Skeletal editing and removing the gap between CADD/AIDD and synthesis

Skeletal editing and removing the gap between CADD/AIDD and synthesis

In the fields of peptide and protein synthesis, there is a very efficient translation between design and synthesis – this operates generally via the mechanism of DNA synthesis, and then various expression platforms or through direct synthesis routes at the amino acid level. Whilst the ‘palette’ of building blocks is finite (23 naturally occurring amino acids, plus a similar number of non-naturally occurring ones which are regularly used in creating custom molecules), the ‘chemical space’ able to be explored through these structures is huge.

"You can imagine a world where you can design exactly the right molecule to go and attack that specific tumour, and you have a synthesiser where you can draw that molecule, click a button and it makes it. That opens up a huge world of possibility in terms of that kind of personalised precision medicine."  - Rob Scoffin, CEO Cresset (‘Endless possibilities’: the chemists changing molecules atom by atom, The Guardian1)

In the field of chemical synthesis, this translation is actually much harder, whilst the palette of atoms is even further restricted (particularly if we are dealing with small molecules for drug discovery) to generally C,H,N,O,S,P,F,Cl,Br, the incredible flexibility of organic chemistry does mean that the theoretical chemical space of possible drug-like molecules is enormous. However, the translation of this immense theoretical chemical space into actual molecules is restricted by many aspects of chemical synthesis, including issues with yields, cost of starting materials and in many cases coming up with a viable synthetic route to the specific molecule of interest. Whilst these issues can sometimes be mitigated by synthesis of a closely-related molecule or series, it does still lead to a disconnect between computational chemists working in traditional computer-aided drug discovery (CADD) or data scientists and computational chemists working with Artificial Intelligence-Driven Drug Discovery (AIDD) tools and their synthetic chemistry colleagues or CRO partners.

Supplied entries:
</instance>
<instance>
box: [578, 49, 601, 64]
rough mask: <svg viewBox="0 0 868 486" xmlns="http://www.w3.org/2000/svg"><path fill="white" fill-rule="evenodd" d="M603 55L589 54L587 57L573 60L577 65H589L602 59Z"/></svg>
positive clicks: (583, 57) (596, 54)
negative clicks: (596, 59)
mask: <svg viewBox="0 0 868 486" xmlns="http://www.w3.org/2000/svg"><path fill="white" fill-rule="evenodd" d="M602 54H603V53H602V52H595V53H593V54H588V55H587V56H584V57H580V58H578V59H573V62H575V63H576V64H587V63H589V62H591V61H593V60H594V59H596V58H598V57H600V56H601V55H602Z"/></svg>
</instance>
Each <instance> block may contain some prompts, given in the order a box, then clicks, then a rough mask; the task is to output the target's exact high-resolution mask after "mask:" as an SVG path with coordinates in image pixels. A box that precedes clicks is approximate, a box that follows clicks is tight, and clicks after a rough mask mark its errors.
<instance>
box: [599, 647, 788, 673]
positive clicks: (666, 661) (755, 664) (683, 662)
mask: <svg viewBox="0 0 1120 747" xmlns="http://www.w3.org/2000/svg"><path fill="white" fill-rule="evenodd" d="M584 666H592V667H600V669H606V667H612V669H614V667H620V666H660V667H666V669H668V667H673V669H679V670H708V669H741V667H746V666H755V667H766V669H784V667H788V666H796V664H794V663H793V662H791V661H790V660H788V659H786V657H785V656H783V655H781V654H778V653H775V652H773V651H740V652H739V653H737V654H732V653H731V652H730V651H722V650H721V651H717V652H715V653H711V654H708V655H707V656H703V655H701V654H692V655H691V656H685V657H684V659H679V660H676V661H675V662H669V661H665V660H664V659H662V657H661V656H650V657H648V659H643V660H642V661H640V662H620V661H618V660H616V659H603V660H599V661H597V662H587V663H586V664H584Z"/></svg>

Parts of the exercise:
a – In the skeletal editing article, reproduce the text between "In the fields" and "structures is huge.", inclusive.
b – According to the skeletal editing article, why is it hard to turn the huge theoretical chemical space of drug-like molecules into actual molecules? Answer in one to three sentences.

Answers:
a –
In the fields of peptide and protein synthesis, there is a very efficient translation between design and synthesis – this operates generally via the mechanism of DNA synthesis, and then various expression platforms or through direct synthesis routes at the amino acid level. Whilst the ‘palette’ of building blocks is finite (23 naturally occurring amino acids, plus a similar number of non-naturally occurring ones which are regularly used in creating custom molecules), the ‘chemical space’ able to be explored through these structures is huge.

b – Chemical synthesis limits it in several ways. These include problems with yields, the cost of starting materials, and, in many cases, finding a workable synthetic route to the specific molecule wanted.